__Exercise set__
a – In the opinion piece on Minnesota politics, what job did Amy Klobuchar hold in Minnesota?
b – Translate this sentence from the opinion piece on Minnesota politics into Spanish: "Minnesota is a UNION stronghold."
c – Write the next part of the opinion piece on Minnesota politics, picking up after its last sentence.

__Extracted text__
Amy Klobuchar, who had been a prosecutor in Minnesota is a Democrat. And as a prosecutor she avoided going after police behaving badly.
Why would she do that? Why would they all do that?

I'll tell you why. Because UNION votes matter more than BLACK votes. Minnesota is a UNION stronghold. Their teachers, firefighters, public workers and COPS are all card carrying union members. Klobuchar, the Minneapolis mayor and the governor all belong to the most far Left version of the Democrat party and they embrace organizing as a means to achieve socialism. You may think you like socialism and even be promoting it as an alternative, but you haven't endured real socialism yet. Real socialism will tell you what to say, what to sing, what to do and can take it all away in a heartbeat if you don't conform. Cardi B, I'm not a fan. I know you like to parade around as some sort of limit breaking rebel but the fact is you are more a product of consumerism than anyone and every thing you promote says this. When the smoke clears, maybe you should have a long talk with the residents who didn't riot-the ones whose lives were immeasurably changed by a couple of thousand hedonists on the take. Trump didn't do this-Democrats did. Maybe it's time to wake up and smell the coffee. The party's over.

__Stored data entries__

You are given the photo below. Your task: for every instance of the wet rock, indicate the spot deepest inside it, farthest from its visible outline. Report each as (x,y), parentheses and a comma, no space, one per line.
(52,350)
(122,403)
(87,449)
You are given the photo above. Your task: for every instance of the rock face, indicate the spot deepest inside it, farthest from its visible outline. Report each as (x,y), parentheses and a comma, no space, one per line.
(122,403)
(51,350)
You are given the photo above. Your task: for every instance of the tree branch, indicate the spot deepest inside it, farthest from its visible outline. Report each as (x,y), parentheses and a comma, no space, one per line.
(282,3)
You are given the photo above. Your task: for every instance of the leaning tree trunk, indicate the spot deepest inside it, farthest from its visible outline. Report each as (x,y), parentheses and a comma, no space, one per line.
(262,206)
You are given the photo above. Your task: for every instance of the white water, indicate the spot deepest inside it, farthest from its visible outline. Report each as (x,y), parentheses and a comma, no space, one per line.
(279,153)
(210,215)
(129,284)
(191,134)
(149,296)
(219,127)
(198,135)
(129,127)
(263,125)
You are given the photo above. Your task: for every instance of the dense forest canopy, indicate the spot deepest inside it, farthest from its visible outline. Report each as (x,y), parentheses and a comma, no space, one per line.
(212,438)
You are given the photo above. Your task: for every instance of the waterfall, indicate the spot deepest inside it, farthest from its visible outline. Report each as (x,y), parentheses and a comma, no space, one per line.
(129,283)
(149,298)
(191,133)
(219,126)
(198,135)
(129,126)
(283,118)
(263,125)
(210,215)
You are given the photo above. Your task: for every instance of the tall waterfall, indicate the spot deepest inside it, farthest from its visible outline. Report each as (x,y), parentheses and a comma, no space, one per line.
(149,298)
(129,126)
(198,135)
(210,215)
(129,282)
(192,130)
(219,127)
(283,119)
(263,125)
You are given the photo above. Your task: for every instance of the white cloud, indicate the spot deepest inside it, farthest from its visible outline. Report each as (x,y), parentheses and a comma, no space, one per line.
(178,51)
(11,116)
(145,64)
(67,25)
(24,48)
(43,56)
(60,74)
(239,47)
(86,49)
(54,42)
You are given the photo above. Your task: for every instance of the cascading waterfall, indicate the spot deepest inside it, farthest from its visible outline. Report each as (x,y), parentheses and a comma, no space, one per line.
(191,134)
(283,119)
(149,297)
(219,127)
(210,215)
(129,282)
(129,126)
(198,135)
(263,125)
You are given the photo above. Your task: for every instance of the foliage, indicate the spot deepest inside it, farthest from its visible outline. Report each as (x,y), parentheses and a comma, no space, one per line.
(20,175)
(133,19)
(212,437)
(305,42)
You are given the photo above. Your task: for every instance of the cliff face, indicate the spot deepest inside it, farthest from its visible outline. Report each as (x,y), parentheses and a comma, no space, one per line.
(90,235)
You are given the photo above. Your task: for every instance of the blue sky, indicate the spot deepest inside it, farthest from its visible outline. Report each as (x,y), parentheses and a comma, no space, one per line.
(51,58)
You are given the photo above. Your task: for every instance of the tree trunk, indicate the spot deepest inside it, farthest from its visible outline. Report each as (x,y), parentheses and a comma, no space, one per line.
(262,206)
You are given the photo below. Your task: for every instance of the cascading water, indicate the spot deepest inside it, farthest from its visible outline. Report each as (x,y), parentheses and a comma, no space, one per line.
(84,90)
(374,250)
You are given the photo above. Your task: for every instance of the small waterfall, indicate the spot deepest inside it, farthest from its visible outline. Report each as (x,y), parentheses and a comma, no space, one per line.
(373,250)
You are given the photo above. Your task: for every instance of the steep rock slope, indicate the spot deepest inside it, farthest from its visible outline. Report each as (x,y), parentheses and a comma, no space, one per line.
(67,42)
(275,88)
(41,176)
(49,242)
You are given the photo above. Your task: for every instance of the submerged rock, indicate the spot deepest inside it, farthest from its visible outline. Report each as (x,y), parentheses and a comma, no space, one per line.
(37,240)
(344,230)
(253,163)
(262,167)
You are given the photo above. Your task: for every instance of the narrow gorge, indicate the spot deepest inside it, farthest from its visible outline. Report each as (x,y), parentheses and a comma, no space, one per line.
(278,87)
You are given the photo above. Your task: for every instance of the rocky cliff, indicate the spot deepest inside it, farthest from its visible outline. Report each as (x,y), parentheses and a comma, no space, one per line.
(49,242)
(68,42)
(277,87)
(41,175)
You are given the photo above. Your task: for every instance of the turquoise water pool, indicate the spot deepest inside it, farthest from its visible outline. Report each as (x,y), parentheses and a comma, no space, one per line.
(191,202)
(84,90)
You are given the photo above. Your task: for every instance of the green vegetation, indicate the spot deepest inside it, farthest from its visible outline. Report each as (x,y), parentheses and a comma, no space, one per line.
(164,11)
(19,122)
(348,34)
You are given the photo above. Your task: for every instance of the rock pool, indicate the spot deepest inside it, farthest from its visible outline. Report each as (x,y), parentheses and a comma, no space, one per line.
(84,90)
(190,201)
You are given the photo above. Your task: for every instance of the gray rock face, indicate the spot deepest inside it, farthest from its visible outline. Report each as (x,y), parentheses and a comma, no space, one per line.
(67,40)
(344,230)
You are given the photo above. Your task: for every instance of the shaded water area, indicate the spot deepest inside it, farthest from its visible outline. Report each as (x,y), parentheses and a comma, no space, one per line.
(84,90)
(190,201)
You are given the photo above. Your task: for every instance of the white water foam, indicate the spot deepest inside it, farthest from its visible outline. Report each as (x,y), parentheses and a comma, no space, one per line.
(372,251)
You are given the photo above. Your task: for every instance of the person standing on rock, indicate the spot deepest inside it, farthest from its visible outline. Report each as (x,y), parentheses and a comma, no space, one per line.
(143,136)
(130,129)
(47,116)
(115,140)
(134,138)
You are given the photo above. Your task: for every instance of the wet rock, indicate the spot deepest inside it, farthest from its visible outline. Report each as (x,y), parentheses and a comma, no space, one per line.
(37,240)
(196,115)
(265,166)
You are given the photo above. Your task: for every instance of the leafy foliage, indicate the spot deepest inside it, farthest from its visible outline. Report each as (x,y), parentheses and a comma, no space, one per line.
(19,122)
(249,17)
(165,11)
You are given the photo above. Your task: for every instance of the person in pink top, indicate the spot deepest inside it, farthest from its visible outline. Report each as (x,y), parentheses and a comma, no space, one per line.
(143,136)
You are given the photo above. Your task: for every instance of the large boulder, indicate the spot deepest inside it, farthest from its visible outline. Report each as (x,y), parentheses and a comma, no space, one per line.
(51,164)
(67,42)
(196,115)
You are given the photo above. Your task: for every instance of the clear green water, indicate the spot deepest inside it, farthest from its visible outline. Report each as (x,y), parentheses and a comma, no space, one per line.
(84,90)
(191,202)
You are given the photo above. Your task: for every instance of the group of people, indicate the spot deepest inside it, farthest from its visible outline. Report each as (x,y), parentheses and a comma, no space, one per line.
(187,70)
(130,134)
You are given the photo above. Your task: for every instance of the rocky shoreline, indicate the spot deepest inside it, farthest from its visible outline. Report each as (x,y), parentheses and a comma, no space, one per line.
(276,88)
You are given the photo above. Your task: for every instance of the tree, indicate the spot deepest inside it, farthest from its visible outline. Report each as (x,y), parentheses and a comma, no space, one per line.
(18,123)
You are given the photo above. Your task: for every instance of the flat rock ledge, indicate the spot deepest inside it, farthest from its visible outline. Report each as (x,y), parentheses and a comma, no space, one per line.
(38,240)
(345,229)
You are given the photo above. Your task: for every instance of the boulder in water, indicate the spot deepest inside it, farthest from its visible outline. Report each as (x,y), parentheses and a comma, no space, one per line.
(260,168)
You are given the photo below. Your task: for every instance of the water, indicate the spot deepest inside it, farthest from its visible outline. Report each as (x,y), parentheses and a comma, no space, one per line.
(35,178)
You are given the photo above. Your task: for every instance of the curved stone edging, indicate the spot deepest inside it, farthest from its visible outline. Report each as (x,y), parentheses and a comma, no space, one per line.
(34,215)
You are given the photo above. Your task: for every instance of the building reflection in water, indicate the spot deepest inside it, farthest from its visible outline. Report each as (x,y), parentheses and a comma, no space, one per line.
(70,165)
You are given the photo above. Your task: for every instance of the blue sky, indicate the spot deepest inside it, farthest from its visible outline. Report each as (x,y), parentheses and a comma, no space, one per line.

__Results for each task__
a – She was a prosecutor.

b – Minnesota es un bastión SINDICAL.

c –
Schools & Society

I think this discussion gets into the role of schools in society. It used to be that a public school offered academics and that was it. You went to school, you learned a modicum of reading, writing, history, science and math and graduated, usually around 16 years old, to move into the military, working at the family business or, if you were especially intelligent and financially able, to a profession such as law or medicine.

Now schools function not just as education entities, but as mechanisms for social change. In some ways that is a good thing. Integration was certainly way overdue and providing adequate education for the physicially disabled was essential, especially after the polio outbreaks of the 1950's.  But as with all things, once power is given you cannot take it back.

We are seeing the third or fourth generation of students who have be indoctrinated into the concept of insured outcomes. That's important because it is not reasonable to expect all people will achieve the same levels of knowledge, ability or success. Yet this is the dogma of education now and is becoming the accepted norm for life in general. Unfortunately this is just not the case.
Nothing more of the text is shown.